───── DATASET EXCERPTS ─────
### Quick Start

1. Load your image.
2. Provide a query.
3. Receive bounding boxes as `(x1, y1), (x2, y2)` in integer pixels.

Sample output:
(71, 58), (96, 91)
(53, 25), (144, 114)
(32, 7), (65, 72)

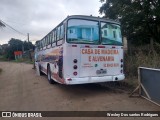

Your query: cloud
(0, 0), (101, 44)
─────
▸ **WHAT YOU SHOULD DO**:
Extract every entry above word for word, omitting the pictures.

▸ **ANSWER TO THIS EXERCISE**:
### Quick Start

1. Load your image.
2. Provide a query.
3. Receive bounding boxes as `(x1, y1), (x2, y2)` in integer pixels.

Sample output:
(71, 58), (96, 91)
(53, 25), (144, 114)
(32, 7), (65, 72)


Your query: cloud
(0, 0), (101, 44)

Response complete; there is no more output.